Валентин Серов. Любимый сын, отец и друг : Воспоминания современников о жизни и творчестве выдающегося художника - стр. 9
В тот же 1910 год Валентин Александрович и себя не пощадил, а пожаловал карикатурой, написав картину «Скучный Серов». Правда, жанр ее он определил незлобиво: «автопортрет-шарж». Серов – скучный? Ну нет же! Вглядитесь: на автопортрете он явно в какой-то роли. Артистичный? Да! Щеголеватый, хоть и в костюме мешковатом? Да! И еще: погруженный в раздумья, но вовсе не скучные, а горестно-мрачные, думы, конечно же, о самом себе. Может быть, это были овладевшие им в тот миг предчувствия уже близкой кончины: болезнь все чаще напоминала о себе.
Свою работу Серов почитал как некое таинство и очень избегал любопытствующих соглядатаев. Однако его старшей дочери Ольге не раз и не два удавалось украдкой присутствовать на сеансах отца, о чем позже она написала: «При поверхностном наблюдении можно было не заметить всей силы его творческого напряжения. Была какая-то легкость и гармоничность в движениях. С кистью или углем в руках он отходил, подходил к мольберту, смотрел на модель, на холст, на бумагу, делал несколько штрихов, опять отходил, иногда смотрел написанное в ручное зеркало. Движения были точные, быстрые. Не было ни глубокой складки на лбу, ни каких-либо мучительно напряженных, сжатых или опущенных губ, лицо было спокойное, сосредоточенное. А вот глаза – глаза взглядывали быстро, с таким напряжением, с таким желанием увидеть и охватить все нужное ему, что взгляд казался частицей молнии: как молния, он мгновенно как бы освещал все до малейших подробностей»[1].
Сам же Серов, вечно недовольный собой, постоянно печалился, как ему трудно дается каждая картина, о чем читаем, например, в письмах к жене Ольге Федоровне: «Каждый портрет для меня целая болезнь» (1887); «Кончаю портрет, что мне всегда мучительно» (1910).

**ДАННЫЕ ДЛЯ АНАЛИЗА**
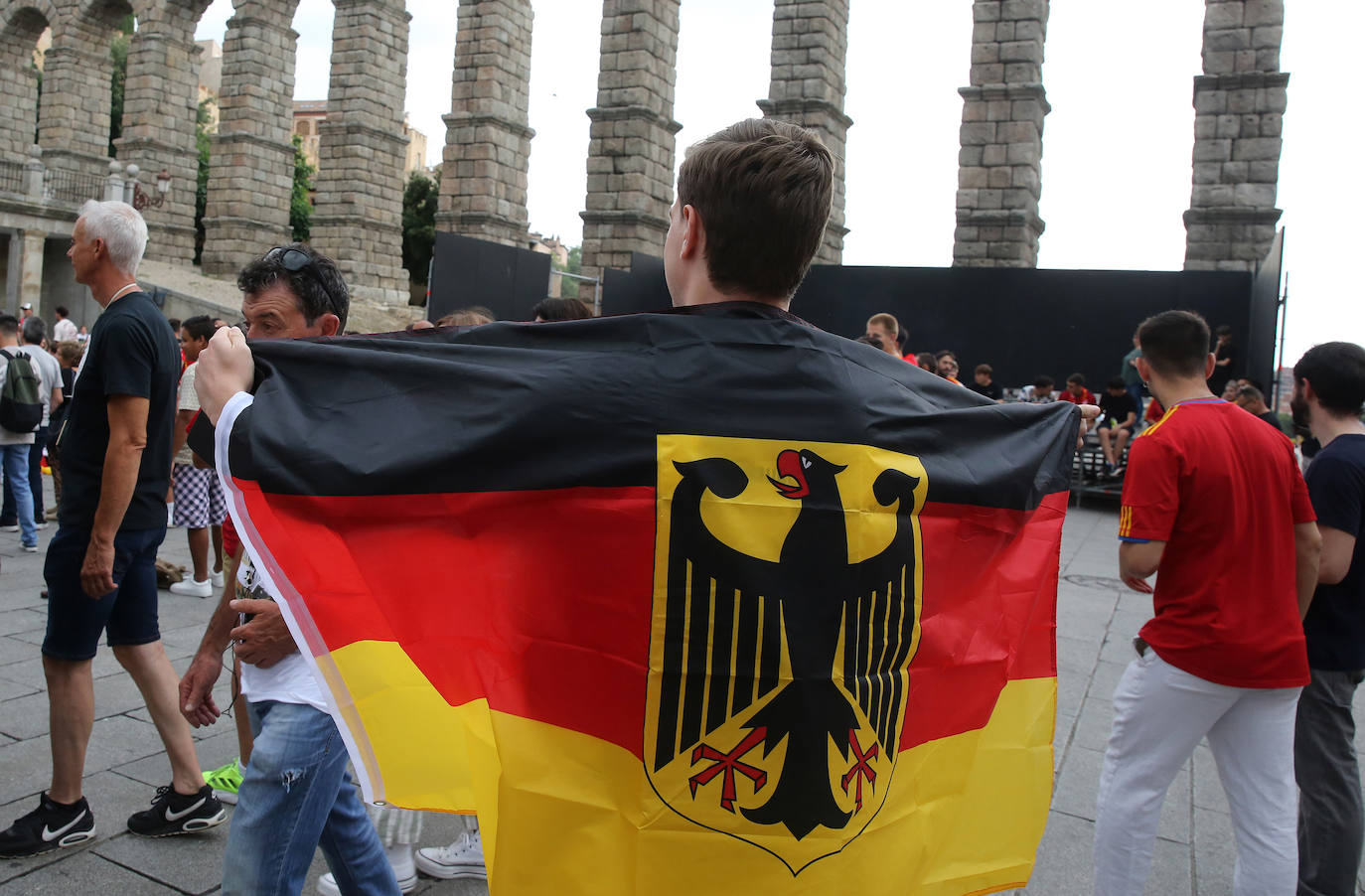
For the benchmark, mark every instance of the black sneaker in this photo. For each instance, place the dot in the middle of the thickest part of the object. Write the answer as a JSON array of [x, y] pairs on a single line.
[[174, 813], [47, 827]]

...

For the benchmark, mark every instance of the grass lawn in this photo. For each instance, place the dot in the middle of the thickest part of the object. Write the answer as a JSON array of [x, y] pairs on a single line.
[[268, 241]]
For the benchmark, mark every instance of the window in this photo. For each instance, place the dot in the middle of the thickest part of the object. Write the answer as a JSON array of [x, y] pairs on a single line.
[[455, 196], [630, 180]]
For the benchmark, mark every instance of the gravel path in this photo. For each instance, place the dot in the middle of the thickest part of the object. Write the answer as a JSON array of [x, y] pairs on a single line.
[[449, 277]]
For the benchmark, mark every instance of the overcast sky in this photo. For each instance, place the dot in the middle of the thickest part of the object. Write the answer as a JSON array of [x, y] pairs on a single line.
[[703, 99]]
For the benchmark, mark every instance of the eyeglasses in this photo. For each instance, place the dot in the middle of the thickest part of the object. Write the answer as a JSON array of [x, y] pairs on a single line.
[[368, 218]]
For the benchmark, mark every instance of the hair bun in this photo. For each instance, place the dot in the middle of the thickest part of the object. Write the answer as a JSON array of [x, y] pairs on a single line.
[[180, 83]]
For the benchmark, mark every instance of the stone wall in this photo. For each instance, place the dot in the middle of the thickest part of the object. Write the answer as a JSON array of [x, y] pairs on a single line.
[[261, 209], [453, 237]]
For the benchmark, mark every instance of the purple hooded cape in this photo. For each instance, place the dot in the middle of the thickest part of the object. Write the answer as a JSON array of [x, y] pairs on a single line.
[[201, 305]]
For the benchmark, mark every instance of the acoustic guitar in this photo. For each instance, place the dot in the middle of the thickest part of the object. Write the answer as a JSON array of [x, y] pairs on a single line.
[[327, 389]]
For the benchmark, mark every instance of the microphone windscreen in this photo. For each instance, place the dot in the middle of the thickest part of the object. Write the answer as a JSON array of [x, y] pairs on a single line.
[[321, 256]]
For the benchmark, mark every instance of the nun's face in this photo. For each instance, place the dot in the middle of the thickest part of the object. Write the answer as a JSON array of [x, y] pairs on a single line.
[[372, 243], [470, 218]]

**СПИСОК ЗАДАНИЙ**
**A)** Перечислите все действия, которые Серов, по описанию его дочери Ольги во фрагменте о Серове, выполнял с кистью или углем в руках.
**B)** Каким жанром, согласно фрагменту о Серове, художник определил свою картину «Скучный Серов»?

**ОТВЕТЫ НА ЗАДАНИЯ**
**A)** Отходил от мольберта, подходил к мольберту, смотрел на модель, на холст, на бумагу, делал несколько штрихов, опять отходил, иногда смотрел написанное в ручное зеркало.

**B)** Автопортрет-шарж.